◆ 指示:
• a. 提示文のうち、「香川大学大学院法学研究科では」から「発展に寄与することができる。」までの部分を一字も変えずに返すこと。
• b. 提示文によると、本研究科を修了して送り出される者が得る学位は何か。
• c. 次の(i)〜(iii)がそれぞれ提示文と合うかどうかを「はい」か「いいえ」で答え、判断の決め手となる提示文の語句をそのまま引用すること。
(i) 研究科の目的には、深い教養と学識を有する人材の養成が含まれている。
(ii) グローバルマインドの項目は、地域の課題には触れず、グローバルな視野だけを求めている。
(iii) 研究能力・応用力の項目には、研究の成果を実践的に応用できることが挙げられている。

◆ 提示文:
法学研究科の教育理念

 香川大学大学院法学研究科は、法律関連専門職や公共的職務等に求められる高い学識と能力を有する人材の養成ならびに深い教養と学識を有する人材の養成を目的とします。法学、政治学の専門的素養を基に、高度に専門的な知識を習得、発展させるとともに、それらの知識を社会の多方面で応用し活用することのできる能力を、主体的な研究を通じて修得させることを目指します。

法学研究科の3つのポリシー

ディプロマ・ポリシー(修了の認定に関する方針)

 香川大学大学院法学研究科では、その教育理念に基づき、法学、政治学を中心とする社会科学において実践的な専門知識と調査・研究能力を備えるとともに、正義、人権、自由、平等などの基本理念を背景とした高い倫理観と社会的責任をもつ高度専門職業人を育成します。
 本研究科を修了し、本学が送り出す修士(法学)の身につけるべき能力・態度の到達基準は、次のとおりです。

①専門知識・理解
*法学、政治学の各領域において、高度の専門知識を備え、さまざまな社会事象を的確に理解し、分析することができる。
②研究能力・応用力
*明晰な論理的思考力をもって法学、政治学における高度な研究を行い、その成果を実践的に応用することができる。
③倫理観・社会的責任
*正義、人権、自由、平等などの基本理念を理解し、高い倫理観と責任感をもって社会の発展に寄与することができる。
④グローバルマインド
*地域の課題をふまえ、グローバルな視野と思考を備えて、法学、政治学における高度な研究活動を行うことができる。

カリキュラム・ポリシー(教育課程の編成及び実施に関する方針)

◆ 元データ:
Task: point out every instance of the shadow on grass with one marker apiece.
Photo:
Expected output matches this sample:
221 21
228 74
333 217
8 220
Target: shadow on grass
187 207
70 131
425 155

...

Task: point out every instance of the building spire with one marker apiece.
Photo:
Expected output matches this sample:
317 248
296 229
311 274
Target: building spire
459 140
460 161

◆ 回答一覧:
• a.
香川大学大学院法学研究科では、その教育理念に基づき、法学、政治学を中心とする社会科学において実践的な専門知識と調査・研究能力を備えるとともに、正義、人権、自由、平等などの基本理念を背景とした高い倫理観と社会的責任をもつ高度専門職業人を育成します。
 本研究科を修了し、本学が送り出す修士(法学)の身につけるべき能力・態度の到達基準は、次のとおりです。

①専門知識・理解
*法学、政治学の各領域において、高度の専門知識を備え、さまざまな社会事象を的確に理解し、分析することができる。
②研究能力・応用力
*明晰な論理的思考力をもって法学、政治学における高度な研究を行い、その成果を実践的に応用することができる。
③倫理観・社会的責任
*正義、人権、自由、平等などの基本理念を理解し、高い倫理観と責任感をもって社会の発展に寄与することができる。

• b. 修士(法学)

• c.
(i) はい。「深い教養と学識を有する人材の養成を目的とします」
(ii) いいえ。「地域の課題をふまえ、グローバルな視野と思考を備えて」
(iii) はい。「その成果を実践的に応用することができる」